_Assignment:_ Only those lines in the data below from the line containing "query | suit jacket" through the line containing "element like <point>118,115</point>", both included, should be restated word for word.

[[ Data for the task open ]]

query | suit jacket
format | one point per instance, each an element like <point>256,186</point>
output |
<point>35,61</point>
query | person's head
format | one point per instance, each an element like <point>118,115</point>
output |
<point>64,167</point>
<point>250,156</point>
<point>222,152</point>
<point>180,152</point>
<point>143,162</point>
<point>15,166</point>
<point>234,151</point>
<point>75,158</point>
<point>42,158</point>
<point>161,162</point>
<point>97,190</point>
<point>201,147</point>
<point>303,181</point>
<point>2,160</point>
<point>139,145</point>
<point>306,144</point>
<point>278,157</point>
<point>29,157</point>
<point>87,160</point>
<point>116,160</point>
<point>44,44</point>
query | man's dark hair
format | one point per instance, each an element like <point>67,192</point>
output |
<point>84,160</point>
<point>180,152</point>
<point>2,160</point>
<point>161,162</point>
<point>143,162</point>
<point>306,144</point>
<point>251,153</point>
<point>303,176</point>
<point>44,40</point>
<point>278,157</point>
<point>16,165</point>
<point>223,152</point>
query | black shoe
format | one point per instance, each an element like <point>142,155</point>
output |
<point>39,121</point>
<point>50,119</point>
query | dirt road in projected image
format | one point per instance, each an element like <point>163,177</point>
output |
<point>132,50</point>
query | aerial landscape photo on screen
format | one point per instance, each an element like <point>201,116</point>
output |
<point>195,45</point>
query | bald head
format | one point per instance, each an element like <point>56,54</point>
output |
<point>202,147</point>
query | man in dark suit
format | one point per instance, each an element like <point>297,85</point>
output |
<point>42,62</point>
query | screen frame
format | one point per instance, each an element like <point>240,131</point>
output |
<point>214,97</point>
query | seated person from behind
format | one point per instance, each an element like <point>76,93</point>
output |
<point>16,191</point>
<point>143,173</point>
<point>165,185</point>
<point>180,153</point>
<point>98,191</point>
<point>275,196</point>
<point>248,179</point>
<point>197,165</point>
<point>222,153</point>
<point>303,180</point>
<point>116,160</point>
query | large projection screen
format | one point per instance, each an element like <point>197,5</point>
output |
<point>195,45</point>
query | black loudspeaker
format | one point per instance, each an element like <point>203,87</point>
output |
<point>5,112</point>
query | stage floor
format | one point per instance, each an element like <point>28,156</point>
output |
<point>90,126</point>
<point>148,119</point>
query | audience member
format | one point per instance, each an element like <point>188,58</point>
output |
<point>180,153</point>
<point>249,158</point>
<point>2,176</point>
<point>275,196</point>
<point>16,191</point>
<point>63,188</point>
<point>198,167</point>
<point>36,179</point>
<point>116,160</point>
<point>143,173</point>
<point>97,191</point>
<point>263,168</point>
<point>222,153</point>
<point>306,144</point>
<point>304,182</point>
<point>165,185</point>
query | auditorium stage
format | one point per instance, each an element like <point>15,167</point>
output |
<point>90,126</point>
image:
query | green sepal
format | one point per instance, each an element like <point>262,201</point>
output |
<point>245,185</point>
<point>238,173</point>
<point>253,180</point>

[[ Data for the task closed ]]
[[ Data for the task open ]]

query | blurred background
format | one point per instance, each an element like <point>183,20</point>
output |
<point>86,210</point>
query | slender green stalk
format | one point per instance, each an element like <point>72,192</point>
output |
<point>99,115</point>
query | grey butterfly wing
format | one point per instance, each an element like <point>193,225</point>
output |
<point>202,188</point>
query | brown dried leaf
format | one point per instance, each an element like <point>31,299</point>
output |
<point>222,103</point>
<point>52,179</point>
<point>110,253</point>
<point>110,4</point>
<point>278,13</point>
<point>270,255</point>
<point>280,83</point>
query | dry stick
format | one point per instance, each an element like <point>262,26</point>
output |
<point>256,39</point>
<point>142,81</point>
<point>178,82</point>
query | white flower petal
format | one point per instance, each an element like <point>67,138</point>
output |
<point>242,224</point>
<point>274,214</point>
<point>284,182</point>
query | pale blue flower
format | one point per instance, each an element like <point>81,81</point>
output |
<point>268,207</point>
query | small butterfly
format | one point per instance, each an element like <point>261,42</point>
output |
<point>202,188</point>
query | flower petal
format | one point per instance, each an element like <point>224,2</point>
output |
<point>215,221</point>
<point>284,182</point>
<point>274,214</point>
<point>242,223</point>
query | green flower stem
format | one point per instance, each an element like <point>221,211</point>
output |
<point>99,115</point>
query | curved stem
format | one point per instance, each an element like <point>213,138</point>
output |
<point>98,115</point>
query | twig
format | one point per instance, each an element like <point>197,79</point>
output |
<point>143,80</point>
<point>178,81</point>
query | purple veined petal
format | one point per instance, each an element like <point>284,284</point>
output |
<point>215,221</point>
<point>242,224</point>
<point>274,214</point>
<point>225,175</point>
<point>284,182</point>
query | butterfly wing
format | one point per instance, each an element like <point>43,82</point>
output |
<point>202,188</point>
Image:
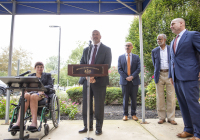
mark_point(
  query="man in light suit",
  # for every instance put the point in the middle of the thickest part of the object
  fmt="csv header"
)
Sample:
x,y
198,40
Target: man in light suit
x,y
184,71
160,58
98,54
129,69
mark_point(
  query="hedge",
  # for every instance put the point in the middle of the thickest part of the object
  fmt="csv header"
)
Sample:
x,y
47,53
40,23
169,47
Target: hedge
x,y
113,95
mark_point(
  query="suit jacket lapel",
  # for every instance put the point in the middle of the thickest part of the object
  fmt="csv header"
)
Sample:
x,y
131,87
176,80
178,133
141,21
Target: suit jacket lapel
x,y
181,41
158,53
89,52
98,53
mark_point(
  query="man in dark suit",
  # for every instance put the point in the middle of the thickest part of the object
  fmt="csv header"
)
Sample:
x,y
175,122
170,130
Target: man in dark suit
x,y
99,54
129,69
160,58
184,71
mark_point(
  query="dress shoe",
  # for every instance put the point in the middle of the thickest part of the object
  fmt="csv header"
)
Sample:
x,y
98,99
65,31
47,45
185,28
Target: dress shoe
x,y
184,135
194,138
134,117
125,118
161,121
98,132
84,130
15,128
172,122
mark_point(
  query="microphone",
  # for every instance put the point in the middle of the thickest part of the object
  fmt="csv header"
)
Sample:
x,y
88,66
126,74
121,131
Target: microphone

[[ Data for the task closed ]]

_Exercise answer:_
query | suit jacket
format | one point per instance, each an element like <point>256,186</point>
output |
<point>35,61</point>
query | person's head
format | one point per instance, each an element like <point>118,115</point>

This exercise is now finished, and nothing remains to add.